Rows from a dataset
────────────────────────────────────────

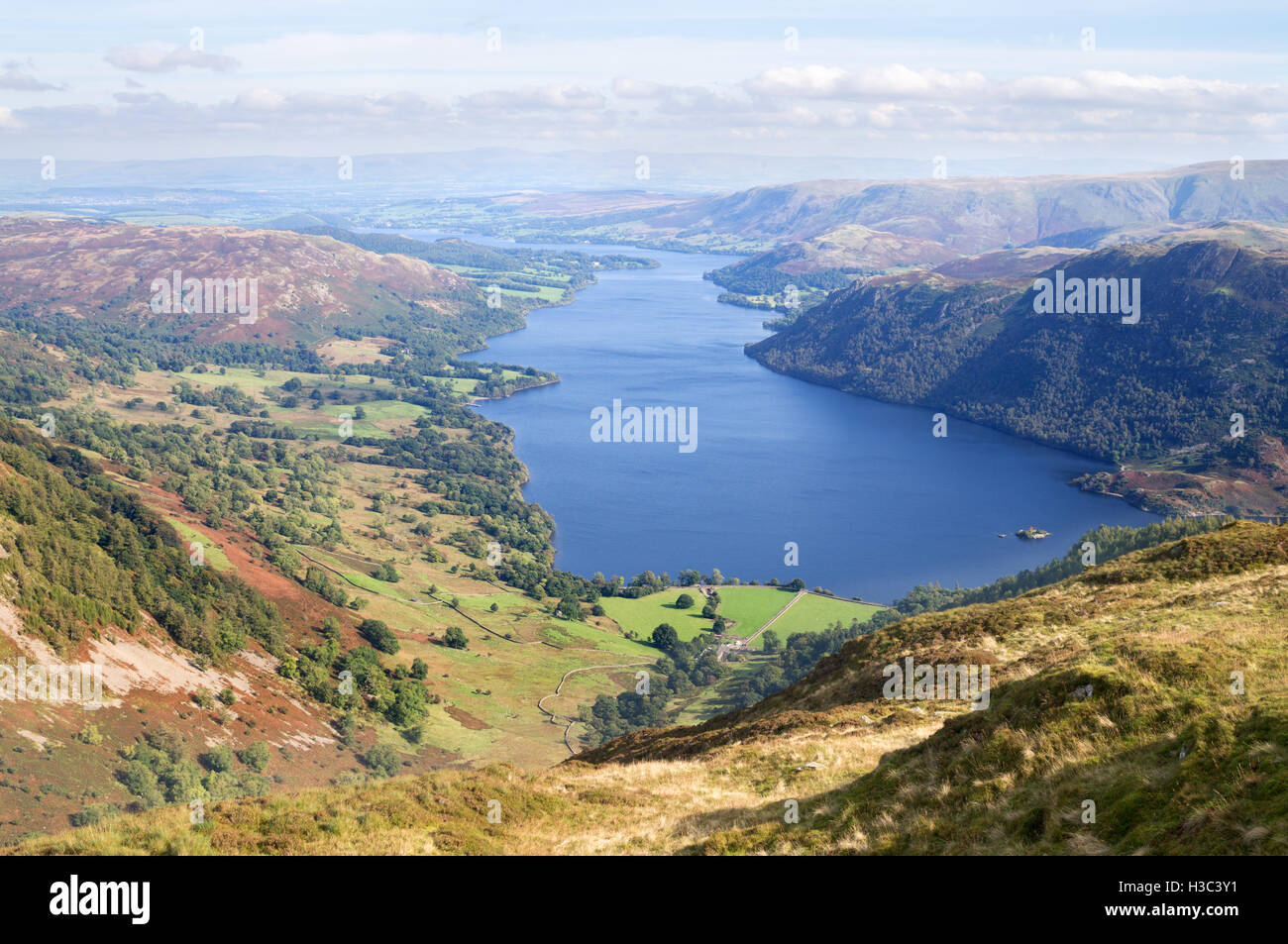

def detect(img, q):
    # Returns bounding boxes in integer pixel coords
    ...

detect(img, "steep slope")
[625,161,1288,255]
[14,523,1288,855]
[747,242,1288,511]
[0,219,486,347]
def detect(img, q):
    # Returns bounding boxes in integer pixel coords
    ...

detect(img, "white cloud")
[103,46,239,72]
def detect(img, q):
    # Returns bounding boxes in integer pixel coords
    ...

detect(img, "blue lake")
[406,231,1158,601]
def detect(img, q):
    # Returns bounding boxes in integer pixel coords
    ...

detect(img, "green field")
[599,587,713,639]
[600,586,881,649]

────────────────────────────────────────

• [Problem]: Reproduce the entire listing above line for line, omitting the picture, and multiply every bounding-box coordinate by 1.65, rounding each result to the nearest whole number with halves rounded up. Leave all other text in the listing unchanged.

• [In response]:
def detect(img, q):
    # Returns bounding boxes in integer pixel coords
    ...

detect(img, "steep slope")
[1031,266,2125,421]
[23,863,2125,1411]
[1233,399,2125,843]
[0,361,802,573]
def detect(img, q):
    # Returns bounding boxes in integer pixel coords
    ...

detect(img, "white cloud")
[170,76,394,119]
def detect(img, q):
    # Returns bounding boxes in integer pixel coords
    ...

detect(img, "blue lake")
[670,381,1911,992]
def detect(img, q):
    # Returns bounding boxes in integer pixel coords
    ...

detect(img, "green field")
[988,969,1176,1054]
[990,967,1454,1071]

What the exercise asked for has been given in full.